◆ Provided records:
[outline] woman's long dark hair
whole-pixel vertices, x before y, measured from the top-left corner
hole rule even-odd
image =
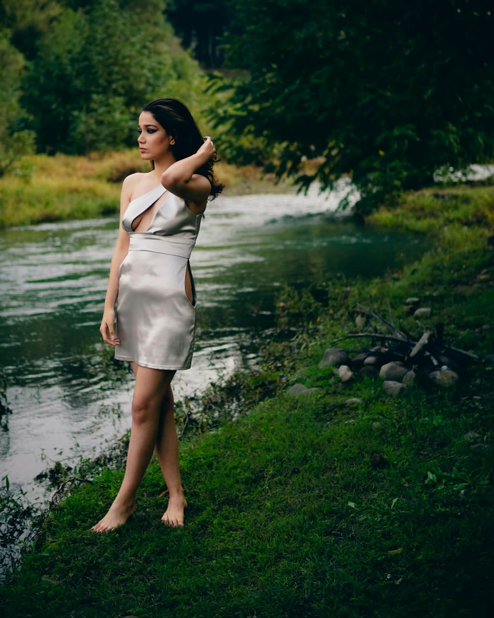
[[[186,105],[178,99],[156,99],[148,103],[143,112],[149,112],[166,132],[175,138],[172,152],[177,161],[195,154],[204,143],[203,135]],[[216,158],[196,170],[211,184],[211,200],[220,193],[224,185],[218,182],[213,172]]]

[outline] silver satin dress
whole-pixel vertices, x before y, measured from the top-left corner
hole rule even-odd
[[[143,367],[188,369],[192,361],[197,299],[189,258],[203,215],[169,192],[146,232],[134,219],[165,193],[159,185],[129,204],[122,226],[130,245],[119,271],[115,358]],[[193,302],[185,294],[189,269]]]

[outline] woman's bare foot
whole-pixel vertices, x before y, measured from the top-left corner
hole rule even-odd
[[[170,498],[168,501],[168,508],[165,511],[161,521],[166,526],[183,525],[183,509],[187,506],[187,501],[180,496],[177,498]]]
[[[91,529],[94,532],[108,532],[125,523],[135,510],[135,502],[130,505],[124,504],[117,496],[106,515]]]

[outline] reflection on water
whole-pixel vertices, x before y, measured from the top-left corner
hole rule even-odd
[[[242,337],[272,325],[280,286],[338,273],[370,276],[403,261],[404,253],[423,252],[417,237],[321,214],[332,203],[312,193],[223,197],[208,206],[191,260],[196,351],[192,368],[174,381],[179,397],[219,371],[248,365]],[[29,486],[45,457],[99,452],[129,425],[130,375],[112,387],[94,362],[103,347],[99,328],[117,226],[112,218],[0,232],[0,354],[13,411],[9,431],[0,433],[0,466],[11,485]],[[115,406],[120,418],[104,413]]]

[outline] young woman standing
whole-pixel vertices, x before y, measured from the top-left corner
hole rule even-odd
[[[115,358],[130,362],[135,375],[132,424],[122,486],[95,532],[113,530],[134,512],[153,451],[169,490],[162,520],[183,525],[187,502],[171,382],[176,371],[190,367],[193,351],[196,298],[189,257],[207,200],[223,188],[213,172],[214,146],[183,103],[152,101],[141,112],[138,130],[141,156],[153,169],[124,181],[122,224],[100,328]]]

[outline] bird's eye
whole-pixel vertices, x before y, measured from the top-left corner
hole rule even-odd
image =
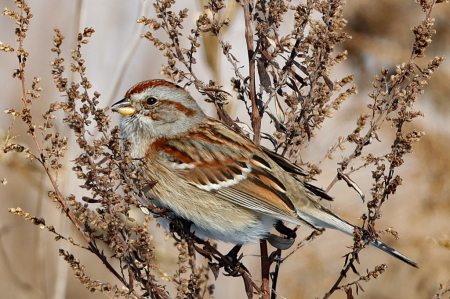
[[[158,99],[154,97],[149,97],[145,102],[147,103],[147,105],[155,105],[156,102],[158,102]]]

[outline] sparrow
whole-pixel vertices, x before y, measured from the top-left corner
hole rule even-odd
[[[206,116],[180,86],[143,81],[111,108],[122,115],[138,171],[156,182],[145,196],[191,223],[197,236],[236,245],[266,239],[285,249],[290,244],[271,233],[285,231],[284,222],[353,236],[357,227],[320,203],[325,191],[296,177],[305,174],[299,166]],[[161,224],[168,229],[168,220]],[[418,267],[378,239],[364,241]]]

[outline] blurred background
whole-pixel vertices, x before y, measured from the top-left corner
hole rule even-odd
[[[201,0],[179,1],[174,7],[178,11],[189,5],[190,18],[184,27],[186,33],[195,24],[196,17],[203,13]],[[411,28],[424,19],[420,6],[413,0],[359,0],[349,1],[344,9],[344,17],[348,20],[345,32],[353,39],[339,46],[339,51],[348,50],[349,58],[338,65],[331,73],[331,79],[355,74],[358,94],[347,100],[332,120],[327,120],[317,137],[302,152],[303,161],[322,160],[327,150],[338,136],[347,136],[355,127],[357,117],[368,113],[367,94],[372,90],[375,74],[382,67],[395,70],[395,66],[408,61],[411,45],[414,41]],[[226,2],[228,4],[228,2]],[[292,4],[295,4],[293,1]],[[160,78],[161,64],[166,61],[162,52],[156,50],[152,43],[139,38],[144,33],[142,24],[136,19],[145,15],[155,17],[152,2],[149,0],[97,0],[97,1],[29,1],[31,19],[24,48],[30,53],[26,66],[29,88],[31,79],[42,78],[40,86],[41,98],[35,100],[32,114],[36,122],[40,115],[53,101],[61,101],[52,82],[50,61],[55,53],[52,45],[53,28],[58,27],[66,36],[61,56],[66,59],[69,68],[70,49],[76,45],[76,34],[84,27],[93,27],[96,33],[89,44],[82,49],[86,61],[87,77],[94,86],[91,89],[102,94],[100,105],[109,106],[121,99],[126,90],[135,83]],[[16,10],[13,1],[0,0],[0,7]],[[234,7],[234,8],[233,8]],[[242,64],[246,61],[246,49],[243,42],[235,42],[244,38],[243,14],[240,7],[229,5],[227,15],[232,18],[229,28],[223,32],[224,40],[231,41],[232,53]],[[436,55],[448,55],[450,52],[450,5],[438,4],[432,16],[436,19],[437,34],[426,52],[427,57],[418,60],[421,67]],[[289,30],[292,15],[285,19],[280,30]],[[0,18],[0,41],[17,48],[14,36],[14,21],[8,17]],[[163,35],[159,35],[163,36]],[[209,40],[209,41],[208,41]],[[211,38],[203,36],[200,42],[208,44],[207,57],[205,48],[200,48],[197,56],[197,74],[202,80],[216,78],[230,91],[229,79],[233,70],[227,64],[221,51],[209,46]],[[361,265],[357,269],[361,274],[366,269],[373,270],[376,265],[386,263],[386,273],[372,283],[362,283],[365,292],[359,298],[431,298],[440,283],[450,279],[450,61],[445,61],[434,74],[426,87],[426,92],[419,97],[415,109],[425,113],[425,117],[416,119],[408,130],[425,131],[426,136],[414,145],[414,153],[407,155],[405,164],[398,169],[404,179],[395,196],[391,196],[384,205],[383,218],[377,222],[377,229],[393,227],[401,238],[396,241],[392,236],[383,236],[382,240],[395,247],[414,261],[420,269],[414,269],[394,260],[373,248],[361,253]],[[18,68],[14,53],[0,53],[0,90],[2,97],[0,110],[9,108],[21,109],[21,85],[13,79],[13,70]],[[243,71],[244,74],[246,70]],[[69,80],[78,80],[66,72]],[[190,91],[194,97],[201,99],[194,88]],[[207,114],[214,116],[214,108],[201,103]],[[231,102],[227,109],[233,116],[248,121],[242,114],[240,103]],[[240,112],[240,113],[238,113]],[[119,117],[113,116],[118,123]],[[0,117],[0,137],[2,146],[10,116]],[[58,124],[58,130],[71,137],[67,128]],[[34,150],[33,142],[25,134],[25,127],[16,120],[12,135],[13,142],[29,146]],[[269,124],[263,131],[273,133]],[[370,152],[382,155],[390,151],[390,144],[395,138],[394,131],[387,125],[379,133],[381,143],[375,142]],[[69,142],[69,146],[74,146]],[[336,152],[334,160],[325,160],[321,164],[323,173],[317,176],[316,185],[326,188],[336,175],[338,162],[351,153],[353,147],[347,144],[347,150]],[[80,196],[78,181],[70,170],[69,160],[76,156],[76,150],[69,150],[68,161],[58,175],[58,184],[65,195]],[[363,155],[365,152],[363,152]],[[355,164],[358,165],[358,164]],[[69,265],[58,256],[58,249],[64,248],[73,253],[86,265],[86,272],[92,279],[118,283],[106,271],[102,263],[83,250],[63,241],[55,242],[54,235],[39,230],[38,227],[26,223],[23,219],[8,213],[10,207],[21,207],[24,211],[37,217],[44,217],[47,224],[66,236],[76,237],[77,232],[64,215],[55,213],[54,204],[47,198],[50,186],[46,175],[38,163],[30,163],[24,154],[10,153],[2,156],[0,161],[0,179],[8,183],[0,188],[0,298],[104,298],[104,295],[91,294],[74,277]],[[352,175],[352,179],[370,197],[372,179],[370,169],[363,169]],[[352,223],[361,223],[358,217],[366,212],[366,206],[359,196],[339,182],[330,191],[335,198],[333,210]],[[136,211],[136,215],[139,211]],[[173,275],[177,269],[173,240],[165,240],[162,229],[154,227],[155,250],[161,269]],[[300,237],[310,233],[308,229],[300,229]],[[349,237],[338,232],[328,231],[318,240],[301,248],[286,263],[281,265],[278,294],[280,298],[322,298],[339,276],[344,264],[341,257],[349,252],[347,246],[352,245]],[[219,249],[227,252],[229,244],[219,243]],[[259,245],[248,245],[244,248],[244,264],[250,269],[256,281],[259,277]],[[346,282],[357,277],[350,274]],[[173,290],[168,285],[168,290]],[[215,284],[216,298],[245,298],[244,286],[239,278],[219,276]],[[344,292],[336,292],[334,298],[346,298]],[[333,297],[332,297],[333,298]]]

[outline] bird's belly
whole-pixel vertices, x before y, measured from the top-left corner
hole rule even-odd
[[[162,203],[158,199],[153,199],[152,202],[160,208],[173,211],[176,217],[192,222],[191,232],[198,237],[232,244],[257,243],[260,239],[265,239],[276,221],[273,217],[222,200],[218,200],[219,204],[209,209],[205,206],[197,209],[195,203],[191,202],[189,210],[181,211],[176,205]],[[169,230],[169,220],[158,218],[158,221]]]

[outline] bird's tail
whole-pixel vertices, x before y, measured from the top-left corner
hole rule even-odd
[[[355,226],[351,223],[348,223],[344,219],[341,219],[339,216],[328,210],[327,208],[319,205],[318,209],[313,209],[313,211],[317,212],[317,215],[312,215],[310,213],[305,213],[300,209],[297,209],[297,214],[304,221],[314,225],[320,226],[324,228],[332,228],[340,230],[347,235],[353,236],[353,232],[355,231]],[[319,214],[320,213],[320,214]],[[384,252],[392,255],[393,257],[398,258],[399,260],[413,266],[419,268],[419,266],[413,262],[411,259],[407,258],[397,250],[392,247],[387,246],[383,242],[378,239],[372,240],[369,237],[366,238],[366,243],[383,250]]]

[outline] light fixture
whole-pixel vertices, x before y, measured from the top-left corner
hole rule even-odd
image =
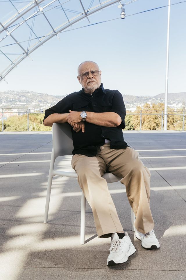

◆ Work to do: Copy the material above word for word, beginning at the line that has "[outline] light fixture" and stopping after its last line. Leave the pictures out.

◆ Expected answer:
[outline] light fixture
whole-pixel vertices, x before y, measured from the top-left corner
hole rule even-odd
image =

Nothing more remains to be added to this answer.